Mas também foi o “mexilhão” que
viu a revista “Forbes” anunciar, em 2013, que Belmiro de Azevedo e Américo
Amorim estão ainda mais ricos. O que pagaram estes para suprimir a crise? Pouco
ou nada, pois os rendimentos deles parece não serem tributados em Portugal,
pelo menos o maior quinhão?
O “mexilhão” também sabe que o
Tribunal de Contas falou em “omissão”, por parte do governo, na concessão de Benefícios
Fiscais em sede de IRC, um claro benefício para as grandes empresas.
Não bastava a verbosidade acima
do Primeiro-ministro, Passos Coelho, que ele, para fazer o pleno no mesmo dia,
não se coibiu de falar sobre o país e o fim dos “donos de Portugal”. Coelho,
dirigindo-se aos militantes do seu partido, afirmou que a economia «estava
aprisionada por grupos económicos que eram incentivados pelo Estado a aplicar
os seus recursos em obras públicas que não eram sustentáveis», frisando, «isso
está a acabar» e «Os donos do país estão a desaparecer. Os donos do país são os
portugueses». Nada mais falso que estas declarações de Passos Coelho!
É fácil fazer insinuações da
realização de obras insustentáveis, não dizendo concretamente quais foram essas
obras e onde. É simples aludir que a economia estava aprisionada por grupos
económicos, sem dizer quais os grupos económicos e que tipo de economia. Seria
a de mercado aberto ou a de monopólio? Seria óptimo que Coelho especificasse as
suas acusações e não ficasse pelo abstracto. Sem denunciar como e quem obteve
essas sinecuras do Estado. Mas isto parece ser o que interessa ao mundo
político, falar no abstracto e não assumir quem são os beneficiados. É típico
de um Portugal tacanho, subjugado ao poder e conivente com os interesses dos
poderosos.

**Dados fornecidos**

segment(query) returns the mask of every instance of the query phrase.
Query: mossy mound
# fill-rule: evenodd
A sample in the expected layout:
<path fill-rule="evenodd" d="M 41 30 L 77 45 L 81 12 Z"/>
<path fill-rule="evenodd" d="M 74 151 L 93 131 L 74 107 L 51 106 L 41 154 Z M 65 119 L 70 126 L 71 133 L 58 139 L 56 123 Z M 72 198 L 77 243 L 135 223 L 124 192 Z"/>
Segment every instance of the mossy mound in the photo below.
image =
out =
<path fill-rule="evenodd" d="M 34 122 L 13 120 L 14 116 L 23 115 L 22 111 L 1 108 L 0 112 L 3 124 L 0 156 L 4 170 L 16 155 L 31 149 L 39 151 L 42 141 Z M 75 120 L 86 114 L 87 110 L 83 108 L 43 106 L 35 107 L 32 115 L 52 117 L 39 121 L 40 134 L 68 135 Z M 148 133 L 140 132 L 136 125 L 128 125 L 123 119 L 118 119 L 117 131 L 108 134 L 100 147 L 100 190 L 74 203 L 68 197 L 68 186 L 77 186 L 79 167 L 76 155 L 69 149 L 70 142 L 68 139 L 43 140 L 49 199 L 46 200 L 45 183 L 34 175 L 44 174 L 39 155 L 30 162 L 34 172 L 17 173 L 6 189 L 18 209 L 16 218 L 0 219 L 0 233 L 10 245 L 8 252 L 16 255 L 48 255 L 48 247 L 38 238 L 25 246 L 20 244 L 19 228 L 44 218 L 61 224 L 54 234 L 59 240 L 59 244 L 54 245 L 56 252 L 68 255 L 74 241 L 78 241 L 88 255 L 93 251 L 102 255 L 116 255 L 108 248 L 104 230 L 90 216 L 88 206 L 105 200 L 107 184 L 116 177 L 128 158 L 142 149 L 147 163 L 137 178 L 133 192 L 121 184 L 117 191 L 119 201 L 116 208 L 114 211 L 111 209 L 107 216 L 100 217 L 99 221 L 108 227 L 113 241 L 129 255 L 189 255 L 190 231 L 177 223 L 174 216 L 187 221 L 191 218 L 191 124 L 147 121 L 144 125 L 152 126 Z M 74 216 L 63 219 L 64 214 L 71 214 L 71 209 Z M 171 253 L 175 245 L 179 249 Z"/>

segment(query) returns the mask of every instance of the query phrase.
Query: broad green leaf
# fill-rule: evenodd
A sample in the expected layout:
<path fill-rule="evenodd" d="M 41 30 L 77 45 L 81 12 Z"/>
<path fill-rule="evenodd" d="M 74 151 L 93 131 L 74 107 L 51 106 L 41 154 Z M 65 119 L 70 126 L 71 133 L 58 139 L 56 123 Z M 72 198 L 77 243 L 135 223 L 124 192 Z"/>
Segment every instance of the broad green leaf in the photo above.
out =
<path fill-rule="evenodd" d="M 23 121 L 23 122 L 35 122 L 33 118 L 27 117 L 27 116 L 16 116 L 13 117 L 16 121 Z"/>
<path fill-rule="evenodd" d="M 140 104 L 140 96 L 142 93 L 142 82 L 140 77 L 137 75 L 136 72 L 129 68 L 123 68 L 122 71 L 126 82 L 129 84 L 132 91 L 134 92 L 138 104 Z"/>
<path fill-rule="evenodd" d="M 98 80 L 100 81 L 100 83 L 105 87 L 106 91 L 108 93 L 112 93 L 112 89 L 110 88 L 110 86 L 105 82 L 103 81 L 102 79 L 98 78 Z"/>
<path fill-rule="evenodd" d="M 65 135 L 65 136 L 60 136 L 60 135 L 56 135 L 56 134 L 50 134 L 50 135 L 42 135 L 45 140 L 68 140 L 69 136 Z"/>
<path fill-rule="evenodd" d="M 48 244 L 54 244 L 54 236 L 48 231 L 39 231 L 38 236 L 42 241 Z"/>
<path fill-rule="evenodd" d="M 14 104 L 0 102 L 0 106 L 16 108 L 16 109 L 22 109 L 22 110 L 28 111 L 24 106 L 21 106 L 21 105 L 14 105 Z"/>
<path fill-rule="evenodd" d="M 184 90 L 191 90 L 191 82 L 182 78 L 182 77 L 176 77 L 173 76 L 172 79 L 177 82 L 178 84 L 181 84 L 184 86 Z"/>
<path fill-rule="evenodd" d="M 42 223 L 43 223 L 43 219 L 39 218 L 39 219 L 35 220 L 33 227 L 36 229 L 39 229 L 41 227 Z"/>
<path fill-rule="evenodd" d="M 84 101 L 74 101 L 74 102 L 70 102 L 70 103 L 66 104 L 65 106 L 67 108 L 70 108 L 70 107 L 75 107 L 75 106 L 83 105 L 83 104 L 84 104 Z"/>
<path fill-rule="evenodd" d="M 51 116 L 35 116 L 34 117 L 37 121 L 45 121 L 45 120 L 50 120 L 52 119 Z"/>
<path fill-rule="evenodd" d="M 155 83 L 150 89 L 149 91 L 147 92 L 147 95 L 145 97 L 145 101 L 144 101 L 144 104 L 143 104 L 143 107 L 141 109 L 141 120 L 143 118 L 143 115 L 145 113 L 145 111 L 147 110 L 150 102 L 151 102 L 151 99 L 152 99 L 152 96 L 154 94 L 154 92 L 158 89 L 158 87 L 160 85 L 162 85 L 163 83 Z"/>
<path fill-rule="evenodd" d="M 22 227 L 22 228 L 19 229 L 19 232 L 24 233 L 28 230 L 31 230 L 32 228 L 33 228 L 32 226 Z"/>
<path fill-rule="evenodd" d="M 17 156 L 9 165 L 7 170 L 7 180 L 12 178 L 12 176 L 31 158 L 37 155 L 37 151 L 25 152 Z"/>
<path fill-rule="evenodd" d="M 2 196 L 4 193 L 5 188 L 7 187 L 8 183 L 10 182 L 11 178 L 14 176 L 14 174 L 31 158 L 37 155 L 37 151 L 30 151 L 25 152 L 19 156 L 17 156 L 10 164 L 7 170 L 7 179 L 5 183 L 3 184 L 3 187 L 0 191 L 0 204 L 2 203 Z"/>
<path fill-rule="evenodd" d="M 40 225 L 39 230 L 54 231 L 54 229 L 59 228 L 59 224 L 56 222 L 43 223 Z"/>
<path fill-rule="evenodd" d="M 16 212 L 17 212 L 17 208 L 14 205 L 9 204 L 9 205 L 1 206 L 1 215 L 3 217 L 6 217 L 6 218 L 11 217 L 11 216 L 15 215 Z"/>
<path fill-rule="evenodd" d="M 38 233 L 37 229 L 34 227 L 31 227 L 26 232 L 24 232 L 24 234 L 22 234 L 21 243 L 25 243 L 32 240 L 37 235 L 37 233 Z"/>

**Tarefas**
a - Indique todas as pessoas que o excerto sobre os donos de Portugal menciona pelo nome.
b - Prossiga o excerto sobre os donos de Portugal a partir da última frase apresentada.

**Respostas**
a - Belmiro de Azevedo, Américo Amorim e Passos Coelho.

b -
No entanto, Passos Coelho destilou
mais uma intrujice do tamanho do Cosmos, pois se os donos do país estão a
desaparecer, não passaram a ser os Portugueses os donos do País. Nada disso, e
nada mais falso.
Com Passos Coelho no governo os
donos do País passaram a ser chineses, franceses, angolanos, brasileiros,
russos, alemães, pois o governo de Coelho vendeu tudo o que era dos portugueses
(REFER, PT, ANA-Aeroportos, EDP, a Seguradora Fidelidade, CP-Carga, etc) a
todos os atrás referenciados. Falta saber de que nacionalidade será quem vai comprar
a TAP, bem como o Novo Banco, tal é a pressa deste governo em se desfazer
destas duas empresas de interesse estratégico para Portugal.
As pessoas têm de ser tratadas
como tal, não como meros números. O valor das pessoas ultrapassa o
quantificável materialmente. Todas as pessoas são livres e iguais e não pode
haver distinção. Mas não parece que assim seja! Passos Coelho demonstrou-o, tal
como o demonstram muitos outros que se engodam na política e à volta dela, que
também pensam que as pessoas são meros adereços e que não podem ser elucidadas.
Como refere a nossa citação, os
estúpidos pensam que têm certezas; julgam-se à margem do escrutínio; arvoram-se
em “benfeitores” ou em “virgens ofendidas”. Movimentam tudo e todos, e manietam
as fontes para que façam dos outros os estúpidos. Pelo contrário, eu estou
carregado de incertezas e de dúvidas!
Por fim, deixem-me apenas fazer
um exercício sobre o valor das pessoas para este governo. Na tão famigerada
“reforma do IRS”, que de reforma não tem nada, são apenas alterações, foi anunciada,
com pompa e circunstância, pelo Núncio do CDS e seus acólitos, a defesa da
família com filhos, com a atribuição percentual, de 0,3, por cada filho a
deduzir aos rendimentos do casal em sede de IRS.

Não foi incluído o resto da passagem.